■ WHAT YOU HAVE TO DO
Starting from the line containing "Q: Point to every instance of the light", write out every remaining line exactly, the last one included.

Stored data
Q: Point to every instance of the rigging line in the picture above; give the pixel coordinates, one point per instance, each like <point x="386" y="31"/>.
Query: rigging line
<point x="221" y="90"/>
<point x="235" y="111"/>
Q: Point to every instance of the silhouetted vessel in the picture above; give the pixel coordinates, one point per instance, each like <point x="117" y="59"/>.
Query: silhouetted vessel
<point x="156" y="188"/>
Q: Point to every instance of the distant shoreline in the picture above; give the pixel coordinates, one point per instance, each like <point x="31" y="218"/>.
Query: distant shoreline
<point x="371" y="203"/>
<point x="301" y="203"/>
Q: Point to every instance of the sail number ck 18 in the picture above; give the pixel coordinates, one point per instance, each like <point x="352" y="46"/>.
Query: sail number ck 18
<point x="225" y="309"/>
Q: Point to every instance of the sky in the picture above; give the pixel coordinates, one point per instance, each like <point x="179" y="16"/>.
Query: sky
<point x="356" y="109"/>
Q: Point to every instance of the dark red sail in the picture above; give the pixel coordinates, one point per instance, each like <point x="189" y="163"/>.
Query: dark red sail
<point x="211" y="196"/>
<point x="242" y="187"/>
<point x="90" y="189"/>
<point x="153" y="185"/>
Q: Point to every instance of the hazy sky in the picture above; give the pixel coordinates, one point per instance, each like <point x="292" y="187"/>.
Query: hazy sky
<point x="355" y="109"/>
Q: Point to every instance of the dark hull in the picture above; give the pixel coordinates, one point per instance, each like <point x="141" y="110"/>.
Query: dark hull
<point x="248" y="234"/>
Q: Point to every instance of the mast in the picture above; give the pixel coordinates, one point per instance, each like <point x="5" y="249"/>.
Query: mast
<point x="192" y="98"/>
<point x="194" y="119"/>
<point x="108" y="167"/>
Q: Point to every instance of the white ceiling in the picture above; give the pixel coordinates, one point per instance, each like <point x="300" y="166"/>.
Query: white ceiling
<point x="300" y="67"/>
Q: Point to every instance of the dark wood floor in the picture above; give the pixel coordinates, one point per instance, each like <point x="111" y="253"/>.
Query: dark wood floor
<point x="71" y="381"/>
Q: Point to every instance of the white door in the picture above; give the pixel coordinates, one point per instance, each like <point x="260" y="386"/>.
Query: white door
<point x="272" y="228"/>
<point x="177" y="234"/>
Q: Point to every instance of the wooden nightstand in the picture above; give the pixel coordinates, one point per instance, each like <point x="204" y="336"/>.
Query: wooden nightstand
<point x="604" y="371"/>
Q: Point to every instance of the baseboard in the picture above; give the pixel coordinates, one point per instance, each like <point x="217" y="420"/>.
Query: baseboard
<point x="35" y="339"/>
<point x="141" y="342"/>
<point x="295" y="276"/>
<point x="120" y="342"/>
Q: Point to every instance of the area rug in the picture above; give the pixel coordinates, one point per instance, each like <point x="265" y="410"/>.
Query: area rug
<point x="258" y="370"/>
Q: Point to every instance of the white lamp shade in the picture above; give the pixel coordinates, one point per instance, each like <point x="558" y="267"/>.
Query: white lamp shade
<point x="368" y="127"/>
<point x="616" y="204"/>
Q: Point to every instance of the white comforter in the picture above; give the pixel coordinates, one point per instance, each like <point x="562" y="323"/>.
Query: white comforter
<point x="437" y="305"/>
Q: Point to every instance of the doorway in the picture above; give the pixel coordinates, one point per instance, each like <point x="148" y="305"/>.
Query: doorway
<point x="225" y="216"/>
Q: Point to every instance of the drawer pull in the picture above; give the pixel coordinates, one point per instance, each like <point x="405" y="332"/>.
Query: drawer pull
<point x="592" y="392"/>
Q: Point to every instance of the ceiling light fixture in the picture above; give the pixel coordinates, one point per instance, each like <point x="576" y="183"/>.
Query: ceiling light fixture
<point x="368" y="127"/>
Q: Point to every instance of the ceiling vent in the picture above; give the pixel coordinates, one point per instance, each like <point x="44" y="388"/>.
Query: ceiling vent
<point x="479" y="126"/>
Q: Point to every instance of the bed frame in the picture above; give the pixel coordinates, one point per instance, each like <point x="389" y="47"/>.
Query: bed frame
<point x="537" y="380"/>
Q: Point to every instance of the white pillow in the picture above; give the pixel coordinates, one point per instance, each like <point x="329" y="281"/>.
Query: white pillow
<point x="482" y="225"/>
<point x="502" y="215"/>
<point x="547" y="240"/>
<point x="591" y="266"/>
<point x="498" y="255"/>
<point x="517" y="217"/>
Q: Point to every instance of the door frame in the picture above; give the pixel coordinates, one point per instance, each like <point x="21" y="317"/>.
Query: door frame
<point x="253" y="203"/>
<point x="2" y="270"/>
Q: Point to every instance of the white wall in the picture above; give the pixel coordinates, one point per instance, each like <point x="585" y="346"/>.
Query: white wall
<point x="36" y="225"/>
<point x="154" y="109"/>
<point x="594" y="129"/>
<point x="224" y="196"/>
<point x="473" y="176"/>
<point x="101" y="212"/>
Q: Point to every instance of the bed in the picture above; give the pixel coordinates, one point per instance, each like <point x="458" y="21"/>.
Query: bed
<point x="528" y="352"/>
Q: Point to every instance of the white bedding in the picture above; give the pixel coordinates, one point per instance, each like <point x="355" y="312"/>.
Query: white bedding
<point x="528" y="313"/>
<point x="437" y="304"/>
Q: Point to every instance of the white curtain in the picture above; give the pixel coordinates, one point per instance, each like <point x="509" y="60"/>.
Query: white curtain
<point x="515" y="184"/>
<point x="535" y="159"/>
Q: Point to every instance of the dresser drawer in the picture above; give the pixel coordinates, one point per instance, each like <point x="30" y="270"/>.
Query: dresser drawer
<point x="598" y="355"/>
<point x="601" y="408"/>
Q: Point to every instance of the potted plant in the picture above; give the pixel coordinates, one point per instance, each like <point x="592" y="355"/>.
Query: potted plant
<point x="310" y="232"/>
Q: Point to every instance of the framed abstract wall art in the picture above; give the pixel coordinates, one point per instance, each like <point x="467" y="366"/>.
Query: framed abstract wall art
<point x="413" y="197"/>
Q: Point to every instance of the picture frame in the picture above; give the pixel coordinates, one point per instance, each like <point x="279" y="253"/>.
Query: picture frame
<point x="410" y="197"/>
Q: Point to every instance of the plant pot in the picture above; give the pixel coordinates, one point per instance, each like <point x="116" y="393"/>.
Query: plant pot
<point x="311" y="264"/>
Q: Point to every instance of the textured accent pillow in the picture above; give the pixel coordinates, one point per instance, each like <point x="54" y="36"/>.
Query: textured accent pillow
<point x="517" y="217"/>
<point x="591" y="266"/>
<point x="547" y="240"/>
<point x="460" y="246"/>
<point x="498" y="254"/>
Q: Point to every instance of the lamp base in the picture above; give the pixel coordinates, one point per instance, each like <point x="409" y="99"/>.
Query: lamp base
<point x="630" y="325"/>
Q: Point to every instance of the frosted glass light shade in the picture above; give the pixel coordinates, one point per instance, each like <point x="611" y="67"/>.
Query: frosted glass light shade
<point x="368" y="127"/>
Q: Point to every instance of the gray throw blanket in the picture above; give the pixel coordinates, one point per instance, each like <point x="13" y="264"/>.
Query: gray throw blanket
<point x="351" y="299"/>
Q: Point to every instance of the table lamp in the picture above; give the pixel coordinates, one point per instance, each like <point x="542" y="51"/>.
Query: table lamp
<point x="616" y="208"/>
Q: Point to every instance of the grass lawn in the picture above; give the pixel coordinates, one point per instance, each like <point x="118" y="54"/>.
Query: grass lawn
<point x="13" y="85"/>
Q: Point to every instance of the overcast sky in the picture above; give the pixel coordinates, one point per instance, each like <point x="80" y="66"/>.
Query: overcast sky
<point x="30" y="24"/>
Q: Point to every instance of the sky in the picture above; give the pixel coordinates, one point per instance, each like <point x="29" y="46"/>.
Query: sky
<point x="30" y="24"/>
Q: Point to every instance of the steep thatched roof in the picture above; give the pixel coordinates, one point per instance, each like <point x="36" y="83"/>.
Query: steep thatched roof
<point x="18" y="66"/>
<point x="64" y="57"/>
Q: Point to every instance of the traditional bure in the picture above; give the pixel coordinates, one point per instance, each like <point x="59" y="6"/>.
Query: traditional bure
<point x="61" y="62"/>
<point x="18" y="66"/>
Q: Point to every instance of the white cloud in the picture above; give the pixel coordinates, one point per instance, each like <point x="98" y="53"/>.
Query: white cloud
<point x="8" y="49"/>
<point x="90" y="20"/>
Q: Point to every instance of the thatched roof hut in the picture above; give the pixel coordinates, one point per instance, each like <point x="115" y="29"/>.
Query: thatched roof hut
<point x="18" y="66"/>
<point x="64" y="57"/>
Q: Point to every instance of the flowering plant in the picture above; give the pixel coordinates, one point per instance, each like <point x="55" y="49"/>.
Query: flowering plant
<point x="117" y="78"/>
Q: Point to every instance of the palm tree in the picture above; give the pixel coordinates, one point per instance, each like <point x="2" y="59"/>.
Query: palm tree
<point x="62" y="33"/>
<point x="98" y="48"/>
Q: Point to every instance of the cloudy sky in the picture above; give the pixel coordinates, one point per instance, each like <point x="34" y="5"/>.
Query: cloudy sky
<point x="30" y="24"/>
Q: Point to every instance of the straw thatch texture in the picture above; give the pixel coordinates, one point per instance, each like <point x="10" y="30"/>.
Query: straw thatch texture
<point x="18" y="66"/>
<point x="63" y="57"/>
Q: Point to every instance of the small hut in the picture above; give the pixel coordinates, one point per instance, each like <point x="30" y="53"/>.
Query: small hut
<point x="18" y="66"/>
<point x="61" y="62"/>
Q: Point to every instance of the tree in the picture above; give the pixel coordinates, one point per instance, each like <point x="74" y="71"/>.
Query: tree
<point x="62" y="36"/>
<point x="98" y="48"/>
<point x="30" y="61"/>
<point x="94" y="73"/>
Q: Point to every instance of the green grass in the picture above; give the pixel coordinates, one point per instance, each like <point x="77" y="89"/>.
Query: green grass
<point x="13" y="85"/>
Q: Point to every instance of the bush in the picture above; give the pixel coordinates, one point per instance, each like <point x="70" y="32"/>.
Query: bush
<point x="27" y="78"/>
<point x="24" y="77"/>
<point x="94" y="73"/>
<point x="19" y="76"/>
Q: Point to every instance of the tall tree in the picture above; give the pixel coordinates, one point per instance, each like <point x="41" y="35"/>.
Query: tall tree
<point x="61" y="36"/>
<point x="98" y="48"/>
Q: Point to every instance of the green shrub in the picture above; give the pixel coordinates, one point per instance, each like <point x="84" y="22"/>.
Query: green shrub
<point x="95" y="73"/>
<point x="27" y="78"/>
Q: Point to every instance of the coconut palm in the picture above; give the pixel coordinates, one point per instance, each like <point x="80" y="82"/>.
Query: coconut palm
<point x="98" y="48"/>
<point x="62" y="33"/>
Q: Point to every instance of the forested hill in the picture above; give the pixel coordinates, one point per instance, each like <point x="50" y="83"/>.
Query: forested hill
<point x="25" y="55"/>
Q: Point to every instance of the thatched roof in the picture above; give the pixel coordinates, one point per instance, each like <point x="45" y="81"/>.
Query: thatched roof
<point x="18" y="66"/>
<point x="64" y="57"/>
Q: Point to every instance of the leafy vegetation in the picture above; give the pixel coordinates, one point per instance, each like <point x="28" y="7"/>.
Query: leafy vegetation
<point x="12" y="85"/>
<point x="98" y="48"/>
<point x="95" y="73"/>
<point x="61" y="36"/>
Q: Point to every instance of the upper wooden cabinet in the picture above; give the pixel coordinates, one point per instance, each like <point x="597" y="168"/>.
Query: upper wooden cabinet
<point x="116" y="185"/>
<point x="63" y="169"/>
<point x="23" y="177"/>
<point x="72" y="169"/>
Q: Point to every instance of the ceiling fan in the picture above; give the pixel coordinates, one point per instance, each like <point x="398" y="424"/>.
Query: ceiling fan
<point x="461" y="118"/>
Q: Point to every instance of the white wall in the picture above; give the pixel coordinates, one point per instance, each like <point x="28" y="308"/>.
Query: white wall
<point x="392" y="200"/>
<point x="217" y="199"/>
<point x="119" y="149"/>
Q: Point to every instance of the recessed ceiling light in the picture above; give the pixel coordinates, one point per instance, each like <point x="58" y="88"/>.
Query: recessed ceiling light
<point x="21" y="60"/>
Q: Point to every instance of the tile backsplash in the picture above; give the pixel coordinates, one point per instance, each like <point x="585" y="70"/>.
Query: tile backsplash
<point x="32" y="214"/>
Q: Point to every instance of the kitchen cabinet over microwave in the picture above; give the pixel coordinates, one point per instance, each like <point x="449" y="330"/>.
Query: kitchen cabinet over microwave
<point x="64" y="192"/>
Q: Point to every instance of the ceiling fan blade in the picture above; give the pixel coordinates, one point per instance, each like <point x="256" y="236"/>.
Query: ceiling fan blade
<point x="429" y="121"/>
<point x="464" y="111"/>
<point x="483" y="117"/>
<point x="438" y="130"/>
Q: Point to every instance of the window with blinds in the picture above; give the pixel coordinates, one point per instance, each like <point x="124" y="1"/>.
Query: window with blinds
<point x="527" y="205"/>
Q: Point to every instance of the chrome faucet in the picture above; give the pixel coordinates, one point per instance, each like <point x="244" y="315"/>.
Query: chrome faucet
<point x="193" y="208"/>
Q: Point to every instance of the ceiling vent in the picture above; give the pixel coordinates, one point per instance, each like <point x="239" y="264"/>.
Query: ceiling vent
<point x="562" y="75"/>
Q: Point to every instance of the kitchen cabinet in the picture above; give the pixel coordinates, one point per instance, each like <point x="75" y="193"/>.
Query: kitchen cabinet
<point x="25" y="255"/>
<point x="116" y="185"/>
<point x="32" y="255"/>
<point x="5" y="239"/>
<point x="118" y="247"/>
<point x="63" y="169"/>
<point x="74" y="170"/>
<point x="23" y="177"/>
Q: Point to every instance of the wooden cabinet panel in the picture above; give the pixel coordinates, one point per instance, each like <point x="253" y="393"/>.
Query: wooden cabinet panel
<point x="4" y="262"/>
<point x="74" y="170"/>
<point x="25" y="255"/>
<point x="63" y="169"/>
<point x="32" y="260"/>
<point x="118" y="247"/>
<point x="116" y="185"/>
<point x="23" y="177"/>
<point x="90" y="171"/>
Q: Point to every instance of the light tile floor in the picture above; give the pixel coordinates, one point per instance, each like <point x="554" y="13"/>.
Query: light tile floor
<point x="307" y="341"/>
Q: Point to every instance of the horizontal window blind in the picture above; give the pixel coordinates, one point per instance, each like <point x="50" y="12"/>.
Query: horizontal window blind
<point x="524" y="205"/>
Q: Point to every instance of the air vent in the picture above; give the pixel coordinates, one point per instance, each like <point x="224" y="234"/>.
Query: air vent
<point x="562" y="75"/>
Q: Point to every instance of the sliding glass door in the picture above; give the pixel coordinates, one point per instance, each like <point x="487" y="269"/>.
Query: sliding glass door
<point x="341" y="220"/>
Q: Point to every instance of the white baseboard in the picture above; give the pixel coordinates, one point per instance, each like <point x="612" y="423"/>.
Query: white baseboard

■ SOLUTION BELOW
Q: Point to every instance of the light tile floor in the picture above; give the pixel coordinates, one point per instance, each like <point x="554" y="13"/>.
Query: light tile floor
<point x="307" y="341"/>
Q: Point to every instance of the horizontal window blind in the picture above; give the pixel coordinates, one point per instance, each like <point x="50" y="12"/>.
Query: horizontal window blind
<point x="524" y="205"/>
Q: Point to every instance of the air vent in the picture above; give the pixel coordinates, one point per instance, each like <point x="224" y="234"/>.
Query: air vent
<point x="562" y="75"/>
Q: Point to every instance of the sliding glass door in the picture above; give the pixel coordinates, one point per instance, each like <point x="487" y="269"/>.
Query: sliding glass door
<point x="341" y="220"/>
Q: Point to every instance of the white baseboard in the picture above; give the pixel coordinates, one point per instance, each like <point x="612" y="423"/>.
Query: white baseboard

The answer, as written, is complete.